• [Given request]: Transcribe each of the rows below word for word, keeping every line unchanged and in its original order.

◇ ◇ ◇ ◇ ◇ ◇ ◇

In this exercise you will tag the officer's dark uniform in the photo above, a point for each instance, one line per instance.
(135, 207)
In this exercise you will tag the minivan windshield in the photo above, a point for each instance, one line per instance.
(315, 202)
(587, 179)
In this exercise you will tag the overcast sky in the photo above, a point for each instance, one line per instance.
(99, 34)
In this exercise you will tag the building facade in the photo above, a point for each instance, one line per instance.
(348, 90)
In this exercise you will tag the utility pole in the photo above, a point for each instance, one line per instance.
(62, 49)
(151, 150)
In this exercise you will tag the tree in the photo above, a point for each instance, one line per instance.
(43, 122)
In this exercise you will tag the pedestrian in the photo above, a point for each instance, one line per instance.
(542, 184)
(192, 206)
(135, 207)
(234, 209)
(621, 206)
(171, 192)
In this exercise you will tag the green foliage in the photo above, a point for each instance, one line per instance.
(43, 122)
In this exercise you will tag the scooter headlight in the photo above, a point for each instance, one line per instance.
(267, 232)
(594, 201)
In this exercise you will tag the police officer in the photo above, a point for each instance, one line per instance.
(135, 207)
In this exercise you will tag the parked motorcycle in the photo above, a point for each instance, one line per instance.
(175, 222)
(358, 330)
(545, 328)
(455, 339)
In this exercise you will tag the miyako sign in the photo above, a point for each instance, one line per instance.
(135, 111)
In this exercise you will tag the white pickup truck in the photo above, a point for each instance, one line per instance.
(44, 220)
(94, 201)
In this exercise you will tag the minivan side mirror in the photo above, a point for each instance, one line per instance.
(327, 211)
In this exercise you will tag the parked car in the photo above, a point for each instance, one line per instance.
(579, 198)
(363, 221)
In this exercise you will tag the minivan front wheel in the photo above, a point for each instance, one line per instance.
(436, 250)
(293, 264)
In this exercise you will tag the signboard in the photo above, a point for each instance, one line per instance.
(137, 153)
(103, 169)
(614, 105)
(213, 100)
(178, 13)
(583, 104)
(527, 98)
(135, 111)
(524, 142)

◇ ◇ ◇ ◇ ◇ ◇ ◇

• [Output of the task]:
In this exercise you will tag the officer's dark uniform in the photo above, a point for each instance, one line per instance.
(135, 207)
In this exercise you will tag the minivan windshield in the photo above, a point for each instance, one line per instance.
(315, 202)
(587, 179)
In this exercise you will tag the overcast sky in the photo above, a point for each instance, one line per instance.
(99, 34)
In this exercise you will tag the building facade in the photo above, a point for each instance, one line per instance.
(348, 90)
In this exercise you will tag the utility pole in the photo above, a point for each instance, one line per instance.
(62, 49)
(151, 150)
In this exercise you will tag the tree in the photo above, a point for each instance, one line per instance.
(43, 122)
In this exercise you will tag the pedestrian in the photo above, a point for each instance, one line per instance.
(542, 184)
(192, 206)
(135, 207)
(234, 209)
(621, 206)
(171, 192)
In this exercise you will tag the green foliage in the photo above, a point for each instance, one line per instance.
(43, 122)
In this exercise you will tag the scooter headlight in the photo above, a point for each instance, one line per instance.
(267, 232)
(594, 201)
In this exercise you will tag the police officer in the photo above, a point for each instance, one line per instance.
(135, 207)
In this exercise you will tag the parked motorcycle in the photo above, a point for each instance, one line per instance.
(175, 222)
(358, 330)
(545, 328)
(455, 339)
In this exercise you will tag the miyako sign in the photo above, a point for each instance, one line per instance.
(135, 111)
In this exercise you will tag the white pickup truck in the photo above, a point for each instance, one line per instance.
(44, 220)
(94, 201)
In this exercise you will tag the minivan side mirror in the photo above, a point for each instance, one line per instance.
(327, 211)
In this exercise you will tag the parked car in the photo above, a point for each instance, one line per instance.
(579, 198)
(363, 221)
In this exercise you will tag the minivan front wheel in the photo above, a point for each instance, one line per instance.
(436, 250)
(293, 264)
In this exercise you will tag the signboard in the photo above, a point for each instance, one line per instance.
(137, 153)
(103, 169)
(614, 105)
(213, 100)
(178, 13)
(583, 104)
(527, 98)
(135, 111)
(524, 142)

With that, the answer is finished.